[START RECORDS SHOWN]
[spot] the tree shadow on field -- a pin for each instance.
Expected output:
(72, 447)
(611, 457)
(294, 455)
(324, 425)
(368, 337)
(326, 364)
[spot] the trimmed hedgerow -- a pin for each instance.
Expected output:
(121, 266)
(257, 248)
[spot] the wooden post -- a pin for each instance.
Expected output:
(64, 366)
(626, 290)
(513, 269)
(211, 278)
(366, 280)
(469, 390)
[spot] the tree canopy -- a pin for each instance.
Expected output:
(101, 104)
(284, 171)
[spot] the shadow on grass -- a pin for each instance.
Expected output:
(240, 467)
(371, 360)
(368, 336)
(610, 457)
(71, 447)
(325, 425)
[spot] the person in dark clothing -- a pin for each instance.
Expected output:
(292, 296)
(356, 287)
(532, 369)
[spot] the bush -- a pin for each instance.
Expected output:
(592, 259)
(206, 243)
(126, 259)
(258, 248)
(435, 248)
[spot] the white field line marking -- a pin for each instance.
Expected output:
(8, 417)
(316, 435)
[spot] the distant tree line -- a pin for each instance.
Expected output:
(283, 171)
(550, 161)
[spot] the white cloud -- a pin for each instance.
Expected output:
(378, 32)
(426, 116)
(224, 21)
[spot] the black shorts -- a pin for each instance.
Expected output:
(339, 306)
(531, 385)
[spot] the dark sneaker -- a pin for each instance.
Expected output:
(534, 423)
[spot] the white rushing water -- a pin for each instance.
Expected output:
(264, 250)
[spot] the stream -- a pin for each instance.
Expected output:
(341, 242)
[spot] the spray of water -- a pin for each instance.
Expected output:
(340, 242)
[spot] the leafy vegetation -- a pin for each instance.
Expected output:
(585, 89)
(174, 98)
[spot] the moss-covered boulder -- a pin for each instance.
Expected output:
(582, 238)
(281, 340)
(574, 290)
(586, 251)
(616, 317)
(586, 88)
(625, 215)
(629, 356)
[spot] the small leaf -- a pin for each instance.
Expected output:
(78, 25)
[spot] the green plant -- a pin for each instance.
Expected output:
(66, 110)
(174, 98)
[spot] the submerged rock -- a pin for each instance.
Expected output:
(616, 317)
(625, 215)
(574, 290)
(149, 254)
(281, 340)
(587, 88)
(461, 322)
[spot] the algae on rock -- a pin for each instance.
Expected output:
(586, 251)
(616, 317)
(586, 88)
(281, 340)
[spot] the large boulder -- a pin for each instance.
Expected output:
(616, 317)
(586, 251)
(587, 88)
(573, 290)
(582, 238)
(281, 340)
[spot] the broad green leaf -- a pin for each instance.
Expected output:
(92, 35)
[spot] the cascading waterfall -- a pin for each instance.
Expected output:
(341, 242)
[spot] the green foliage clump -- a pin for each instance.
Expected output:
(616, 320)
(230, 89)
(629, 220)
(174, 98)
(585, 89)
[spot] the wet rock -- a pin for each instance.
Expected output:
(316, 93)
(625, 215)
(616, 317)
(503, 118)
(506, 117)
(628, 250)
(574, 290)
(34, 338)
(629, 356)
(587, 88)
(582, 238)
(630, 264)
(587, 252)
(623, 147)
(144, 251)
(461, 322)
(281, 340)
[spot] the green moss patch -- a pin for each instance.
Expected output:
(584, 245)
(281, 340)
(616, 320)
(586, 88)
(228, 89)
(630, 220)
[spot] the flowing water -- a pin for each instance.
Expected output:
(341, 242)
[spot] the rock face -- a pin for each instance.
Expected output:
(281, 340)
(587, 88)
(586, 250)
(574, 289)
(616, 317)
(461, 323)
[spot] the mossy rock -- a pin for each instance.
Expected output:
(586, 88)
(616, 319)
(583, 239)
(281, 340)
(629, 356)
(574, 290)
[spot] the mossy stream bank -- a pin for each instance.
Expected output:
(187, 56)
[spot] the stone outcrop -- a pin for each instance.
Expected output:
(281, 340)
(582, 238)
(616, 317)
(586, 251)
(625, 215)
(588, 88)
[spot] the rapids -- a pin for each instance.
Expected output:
[END RECORDS SHOWN]
[START RECORDS SHOWN]
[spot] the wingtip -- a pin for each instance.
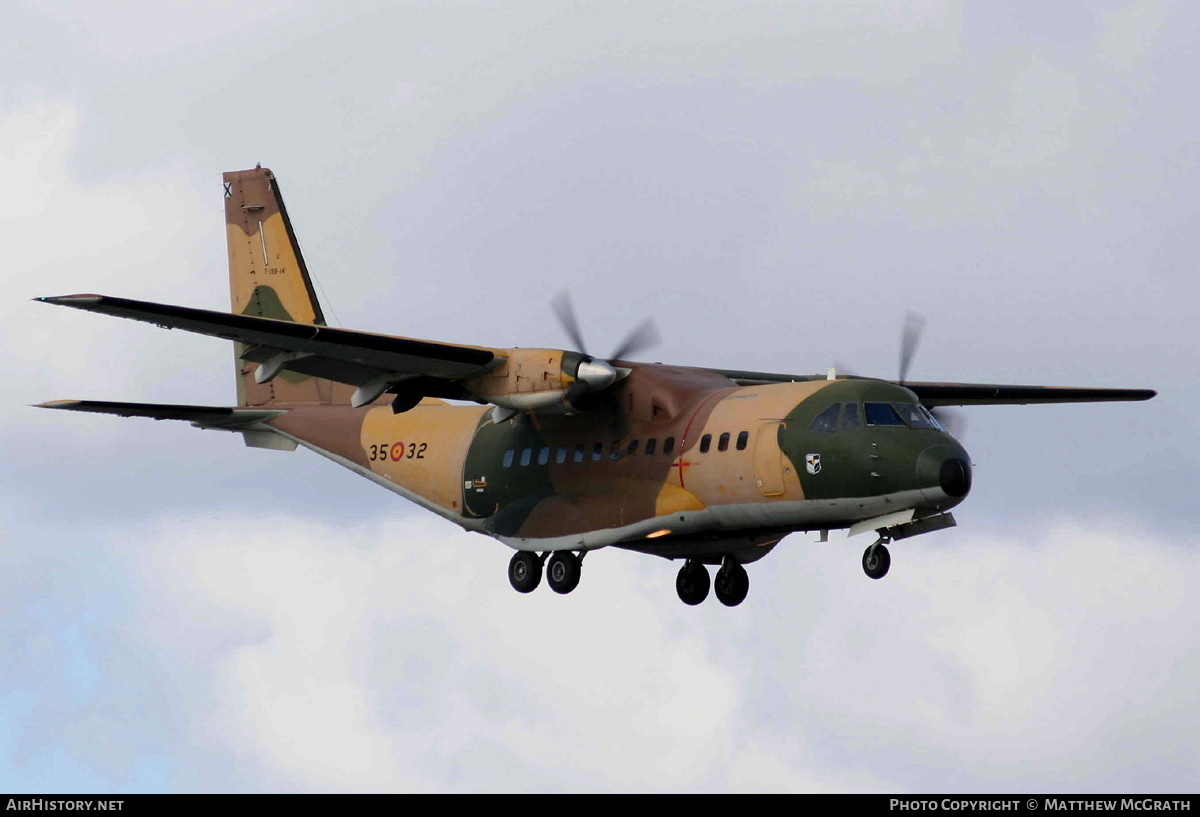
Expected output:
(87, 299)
[END RECORDS SHOWN]
* **TASK DIRECTIONS**:
Which lines above contain the string "rock", with case counting? Copy each such line in full.

* **TASK ANSWER**:
[spot] the submerged rock -- a pin for each instance.
[spot] the algae on rock -- a pin for each instance.
[spot] the wet rock -- a pin for each instance.
[spot] the rock face -- a pin for each instance.
[spot] the mossy rock -- a pin for each instance.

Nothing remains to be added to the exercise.